═════ LISTED RECORDS
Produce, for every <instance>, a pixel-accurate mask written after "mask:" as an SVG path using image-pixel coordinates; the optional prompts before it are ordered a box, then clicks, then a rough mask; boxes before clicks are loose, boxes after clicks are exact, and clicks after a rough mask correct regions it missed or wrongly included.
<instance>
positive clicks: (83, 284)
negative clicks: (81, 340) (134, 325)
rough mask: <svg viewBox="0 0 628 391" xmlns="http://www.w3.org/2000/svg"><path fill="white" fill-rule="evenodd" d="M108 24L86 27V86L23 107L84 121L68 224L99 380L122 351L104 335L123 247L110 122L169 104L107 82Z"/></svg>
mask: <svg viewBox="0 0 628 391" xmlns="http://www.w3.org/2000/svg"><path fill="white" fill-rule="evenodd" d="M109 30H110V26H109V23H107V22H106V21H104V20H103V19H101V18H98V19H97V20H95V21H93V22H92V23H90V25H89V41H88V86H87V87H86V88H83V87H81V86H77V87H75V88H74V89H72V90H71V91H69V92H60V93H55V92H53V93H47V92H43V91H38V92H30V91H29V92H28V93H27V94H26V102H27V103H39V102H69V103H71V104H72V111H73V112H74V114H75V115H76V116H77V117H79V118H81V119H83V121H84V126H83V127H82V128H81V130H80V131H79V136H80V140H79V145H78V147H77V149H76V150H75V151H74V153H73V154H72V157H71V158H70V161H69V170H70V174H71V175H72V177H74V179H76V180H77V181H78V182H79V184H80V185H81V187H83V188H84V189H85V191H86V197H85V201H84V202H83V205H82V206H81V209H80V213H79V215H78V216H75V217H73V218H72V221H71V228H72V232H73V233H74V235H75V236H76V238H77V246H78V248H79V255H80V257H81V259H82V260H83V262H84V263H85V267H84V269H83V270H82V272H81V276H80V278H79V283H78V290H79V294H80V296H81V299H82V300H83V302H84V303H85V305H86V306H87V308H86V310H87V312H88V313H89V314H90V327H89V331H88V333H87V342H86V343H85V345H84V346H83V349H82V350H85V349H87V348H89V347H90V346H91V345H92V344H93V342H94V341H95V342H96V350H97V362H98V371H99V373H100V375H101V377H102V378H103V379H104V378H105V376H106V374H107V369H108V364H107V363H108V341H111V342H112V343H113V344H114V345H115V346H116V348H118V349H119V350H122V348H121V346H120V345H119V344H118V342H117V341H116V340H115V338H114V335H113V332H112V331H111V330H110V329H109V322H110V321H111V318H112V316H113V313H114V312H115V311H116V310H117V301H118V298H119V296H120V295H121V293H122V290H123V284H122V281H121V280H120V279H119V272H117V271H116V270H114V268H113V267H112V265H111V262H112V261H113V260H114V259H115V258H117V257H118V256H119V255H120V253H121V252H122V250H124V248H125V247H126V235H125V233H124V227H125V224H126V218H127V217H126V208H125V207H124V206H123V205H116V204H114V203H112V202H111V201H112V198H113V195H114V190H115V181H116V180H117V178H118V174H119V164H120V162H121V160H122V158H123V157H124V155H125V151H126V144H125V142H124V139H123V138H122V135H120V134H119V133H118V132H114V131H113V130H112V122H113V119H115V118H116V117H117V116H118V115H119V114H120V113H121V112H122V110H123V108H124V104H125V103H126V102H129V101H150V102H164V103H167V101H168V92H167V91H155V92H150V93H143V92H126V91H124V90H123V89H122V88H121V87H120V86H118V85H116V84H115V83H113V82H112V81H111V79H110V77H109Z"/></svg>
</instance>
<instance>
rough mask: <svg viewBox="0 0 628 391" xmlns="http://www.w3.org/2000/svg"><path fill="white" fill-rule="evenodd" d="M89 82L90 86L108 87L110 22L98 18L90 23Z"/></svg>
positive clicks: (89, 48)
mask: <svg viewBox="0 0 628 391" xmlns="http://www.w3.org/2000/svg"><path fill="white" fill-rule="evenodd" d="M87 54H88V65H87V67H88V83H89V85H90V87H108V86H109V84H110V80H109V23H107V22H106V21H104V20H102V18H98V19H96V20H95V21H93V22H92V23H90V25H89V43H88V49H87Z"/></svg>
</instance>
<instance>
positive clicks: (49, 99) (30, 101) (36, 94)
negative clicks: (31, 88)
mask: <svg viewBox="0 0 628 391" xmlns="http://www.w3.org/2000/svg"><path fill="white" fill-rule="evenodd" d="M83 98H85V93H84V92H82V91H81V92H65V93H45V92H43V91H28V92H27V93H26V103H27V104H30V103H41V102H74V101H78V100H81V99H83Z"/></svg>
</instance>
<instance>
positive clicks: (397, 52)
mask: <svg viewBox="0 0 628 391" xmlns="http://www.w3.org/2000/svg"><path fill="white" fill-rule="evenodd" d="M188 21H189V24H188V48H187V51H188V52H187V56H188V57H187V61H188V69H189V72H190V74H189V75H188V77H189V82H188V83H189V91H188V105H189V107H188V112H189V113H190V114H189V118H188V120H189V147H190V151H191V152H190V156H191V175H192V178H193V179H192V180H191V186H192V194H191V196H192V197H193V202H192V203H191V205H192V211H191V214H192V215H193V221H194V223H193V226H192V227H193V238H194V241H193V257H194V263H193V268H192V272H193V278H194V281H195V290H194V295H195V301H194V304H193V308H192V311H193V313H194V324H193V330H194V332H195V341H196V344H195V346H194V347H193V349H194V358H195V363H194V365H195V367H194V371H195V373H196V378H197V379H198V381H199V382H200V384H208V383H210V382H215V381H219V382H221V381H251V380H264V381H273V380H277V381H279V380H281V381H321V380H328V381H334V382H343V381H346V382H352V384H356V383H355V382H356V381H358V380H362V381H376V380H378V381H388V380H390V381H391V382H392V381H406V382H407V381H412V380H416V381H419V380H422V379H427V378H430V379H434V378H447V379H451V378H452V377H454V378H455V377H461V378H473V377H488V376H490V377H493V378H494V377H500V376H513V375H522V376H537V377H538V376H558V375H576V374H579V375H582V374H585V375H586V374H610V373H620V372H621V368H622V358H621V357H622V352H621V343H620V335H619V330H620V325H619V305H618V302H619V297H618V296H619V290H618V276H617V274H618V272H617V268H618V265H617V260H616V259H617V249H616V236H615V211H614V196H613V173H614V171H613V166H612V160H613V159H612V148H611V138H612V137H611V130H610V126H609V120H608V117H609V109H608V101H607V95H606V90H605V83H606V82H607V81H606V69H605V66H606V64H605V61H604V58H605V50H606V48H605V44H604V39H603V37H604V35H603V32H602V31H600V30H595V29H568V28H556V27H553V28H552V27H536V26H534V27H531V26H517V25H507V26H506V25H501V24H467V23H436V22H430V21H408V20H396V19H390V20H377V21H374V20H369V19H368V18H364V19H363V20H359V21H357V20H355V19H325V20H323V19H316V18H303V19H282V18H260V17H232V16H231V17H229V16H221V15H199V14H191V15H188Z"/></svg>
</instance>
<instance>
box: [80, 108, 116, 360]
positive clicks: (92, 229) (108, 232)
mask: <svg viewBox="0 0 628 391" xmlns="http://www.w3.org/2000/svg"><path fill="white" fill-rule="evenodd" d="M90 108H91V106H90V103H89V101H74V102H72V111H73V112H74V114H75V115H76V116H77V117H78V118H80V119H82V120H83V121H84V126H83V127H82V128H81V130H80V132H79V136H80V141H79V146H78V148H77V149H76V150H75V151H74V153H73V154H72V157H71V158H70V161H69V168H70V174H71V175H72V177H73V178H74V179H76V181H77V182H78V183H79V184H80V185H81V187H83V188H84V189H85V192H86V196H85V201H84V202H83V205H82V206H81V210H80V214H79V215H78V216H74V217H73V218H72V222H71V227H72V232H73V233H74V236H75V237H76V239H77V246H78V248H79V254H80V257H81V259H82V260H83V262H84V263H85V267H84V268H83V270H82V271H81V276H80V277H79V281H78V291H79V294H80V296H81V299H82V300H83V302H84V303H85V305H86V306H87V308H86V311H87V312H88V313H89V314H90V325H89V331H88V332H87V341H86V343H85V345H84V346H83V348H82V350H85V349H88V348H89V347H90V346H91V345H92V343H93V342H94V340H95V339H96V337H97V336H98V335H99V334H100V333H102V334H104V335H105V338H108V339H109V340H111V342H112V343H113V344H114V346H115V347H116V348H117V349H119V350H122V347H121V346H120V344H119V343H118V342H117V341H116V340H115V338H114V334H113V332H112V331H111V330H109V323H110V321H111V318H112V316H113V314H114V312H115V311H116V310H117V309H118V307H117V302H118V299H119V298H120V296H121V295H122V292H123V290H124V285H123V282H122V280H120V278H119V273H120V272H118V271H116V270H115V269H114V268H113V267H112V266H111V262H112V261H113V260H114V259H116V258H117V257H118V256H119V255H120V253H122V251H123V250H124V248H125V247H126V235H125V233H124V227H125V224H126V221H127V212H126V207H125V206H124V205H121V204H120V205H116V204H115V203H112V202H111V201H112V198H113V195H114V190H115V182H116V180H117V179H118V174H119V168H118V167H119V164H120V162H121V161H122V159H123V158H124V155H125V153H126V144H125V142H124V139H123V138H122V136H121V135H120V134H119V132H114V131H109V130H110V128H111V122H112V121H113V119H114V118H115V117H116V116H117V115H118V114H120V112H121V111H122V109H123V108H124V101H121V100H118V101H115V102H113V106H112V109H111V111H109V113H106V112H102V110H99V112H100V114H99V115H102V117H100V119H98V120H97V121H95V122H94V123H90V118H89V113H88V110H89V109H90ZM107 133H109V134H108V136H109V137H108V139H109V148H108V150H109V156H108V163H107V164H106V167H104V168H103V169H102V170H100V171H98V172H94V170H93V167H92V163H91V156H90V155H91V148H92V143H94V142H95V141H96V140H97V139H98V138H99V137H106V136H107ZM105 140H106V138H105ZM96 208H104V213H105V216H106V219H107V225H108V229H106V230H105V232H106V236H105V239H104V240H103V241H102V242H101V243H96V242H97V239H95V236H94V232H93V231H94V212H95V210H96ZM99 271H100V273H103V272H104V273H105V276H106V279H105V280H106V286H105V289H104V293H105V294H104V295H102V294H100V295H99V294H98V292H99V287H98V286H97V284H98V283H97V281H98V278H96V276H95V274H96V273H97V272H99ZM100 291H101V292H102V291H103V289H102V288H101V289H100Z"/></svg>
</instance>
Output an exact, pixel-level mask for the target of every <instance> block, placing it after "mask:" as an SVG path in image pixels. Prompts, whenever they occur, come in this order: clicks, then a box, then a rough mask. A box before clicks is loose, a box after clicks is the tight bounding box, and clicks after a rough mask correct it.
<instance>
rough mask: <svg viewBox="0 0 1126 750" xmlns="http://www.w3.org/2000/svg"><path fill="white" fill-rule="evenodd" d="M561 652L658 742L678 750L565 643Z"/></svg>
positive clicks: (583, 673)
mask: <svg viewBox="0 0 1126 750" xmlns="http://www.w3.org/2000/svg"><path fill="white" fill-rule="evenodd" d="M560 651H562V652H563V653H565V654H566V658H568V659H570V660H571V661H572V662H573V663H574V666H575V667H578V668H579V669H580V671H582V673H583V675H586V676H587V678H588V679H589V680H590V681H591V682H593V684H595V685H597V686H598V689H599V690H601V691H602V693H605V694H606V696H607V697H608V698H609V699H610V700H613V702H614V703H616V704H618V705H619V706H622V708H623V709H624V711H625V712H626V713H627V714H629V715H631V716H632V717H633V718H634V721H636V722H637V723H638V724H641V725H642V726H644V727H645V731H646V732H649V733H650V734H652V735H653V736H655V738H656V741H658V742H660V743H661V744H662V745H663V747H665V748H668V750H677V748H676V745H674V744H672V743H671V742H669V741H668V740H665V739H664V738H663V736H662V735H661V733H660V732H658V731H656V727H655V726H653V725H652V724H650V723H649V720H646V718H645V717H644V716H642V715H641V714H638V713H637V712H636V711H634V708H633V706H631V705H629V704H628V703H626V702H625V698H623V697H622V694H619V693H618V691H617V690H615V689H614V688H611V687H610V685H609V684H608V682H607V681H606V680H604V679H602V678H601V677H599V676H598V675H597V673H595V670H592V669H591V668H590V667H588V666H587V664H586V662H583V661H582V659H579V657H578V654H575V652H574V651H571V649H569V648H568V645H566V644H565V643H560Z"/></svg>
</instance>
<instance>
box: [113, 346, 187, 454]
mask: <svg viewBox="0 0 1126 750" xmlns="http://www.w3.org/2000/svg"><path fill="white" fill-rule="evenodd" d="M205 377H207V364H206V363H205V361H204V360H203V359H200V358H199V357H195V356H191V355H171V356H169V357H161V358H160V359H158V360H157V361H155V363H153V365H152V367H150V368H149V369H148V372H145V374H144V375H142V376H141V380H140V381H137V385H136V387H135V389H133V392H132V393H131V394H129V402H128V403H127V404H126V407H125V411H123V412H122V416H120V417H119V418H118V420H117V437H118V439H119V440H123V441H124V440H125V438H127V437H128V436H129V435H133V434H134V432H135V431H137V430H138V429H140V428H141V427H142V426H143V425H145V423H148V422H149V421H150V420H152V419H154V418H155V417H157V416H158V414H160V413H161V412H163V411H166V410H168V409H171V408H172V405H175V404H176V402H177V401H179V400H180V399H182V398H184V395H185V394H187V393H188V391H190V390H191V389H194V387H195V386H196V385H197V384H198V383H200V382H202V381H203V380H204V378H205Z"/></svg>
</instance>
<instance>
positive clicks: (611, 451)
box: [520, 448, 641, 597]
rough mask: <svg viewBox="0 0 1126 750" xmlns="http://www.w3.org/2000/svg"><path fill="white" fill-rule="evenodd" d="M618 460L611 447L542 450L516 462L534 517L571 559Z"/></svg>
══════════
Output exactly the leading lines of the data, up to and including the line marked by "negative clicks: (81, 340) (134, 325)".

• COMPLETED EXERCISE:
Produce, for every <instance>, a pixel-accurate mask written after "mask:" as an SVG path using image-pixel coordinates; the optional prompts before it are ordered a box, then clicks, then a rough mask; boxes before clicks are loose, boxes after clicks are exact, and clicks after a rough mask correct regions it missed or wrongly included.
<instance>
positive clicks: (83, 284)
negative clicks: (81, 340) (134, 325)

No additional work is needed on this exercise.